- _What you will do_: Set down, word for word, the passage of the Jang Se-jeong biography below, starting at "- Also known" and ending at "Korean singer (1921–2003)".

- _Text extract_:
__________________________________________________
- Also known as: Zhang Xian (張仙); Queen of Lyric Songs; Diva of Pyongyang;
- Born: Jang Se-jeong May 28, 1921 Pyongyang, Korea, Empire of Japan
- Died: February 16, 2003 (aged 81) Los Angeles, California, U.S.
- Genres: Trot; Semi-classical; Mambo; Jazz;
- Occupations: Singer; Model; Musical theater actress;
- Instrument: Vocals;
- Years active: 1935–1988
- Labels: Okeh Records; Orient Records;
- Spouse: Han Doo-shik ​(m. 1946)​
- Children: 4

= Jang Se-jeong =

South Korean singer (1921–2003)

Jang Se-jeong (May 28, 1921 – February 16, 2003) was a popular South Korean singer and a pioneer of the musical theater stage. Known as the "Queen of Lyric Songs" and the "Diva of Pyongyang," she was a founding member of the Jeogori Sisters, Korea's first female vocal group. Her career spanned the Japanese colonial period, the post-liberation era, and the Korean War, leaving behind a legacy of over 800 recordings. She is best known for her 1937 masterpiece, "The Ferryboat Departs" (Yeonrakseoneun Tteonanda).

== Early life and education ==
Jang was born in Pyongyang, South Pyongan Province. Her upbringing was marked by tragedy; her mother died when she was only two months old, and her father fled to Manchuria to join the Korean Independence Corps (Kwangbokgun). Raised by her grandparents, she worked at the Hwashin Department Store's instrument shop in Pyongyang, which served as her informal musical education.
__________________________________________________
- _Collected data_:
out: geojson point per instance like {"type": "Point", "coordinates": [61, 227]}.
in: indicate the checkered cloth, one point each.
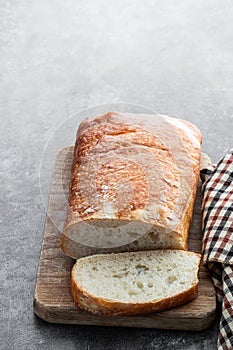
{"type": "Point", "coordinates": [217, 246]}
__________________________________________________
- _Task response_:
- Also known as: Zhang Xian (張仙); Queen of Lyric Songs; Diva of Pyongyang;
- Born: Jang Se-jeong May 28, 1921 Pyongyang, Korea, Empire of Japan
- Died: February 16, 2003 (aged 81) Los Angeles, California, U.S.
- Genres: Trot; Semi-classical; Mambo; Jazz;
- Occupations: Singer; Model; Musical theater actress;
- Instrument: Vocals;
- Years active: 1935–1988
- Labels: Okeh Records; Orient Records;
- Spouse: Han Doo-shik ​(m. 1946)​
- Children: 4

= Jang Se-jeong =

South Korean singer (1921–2003)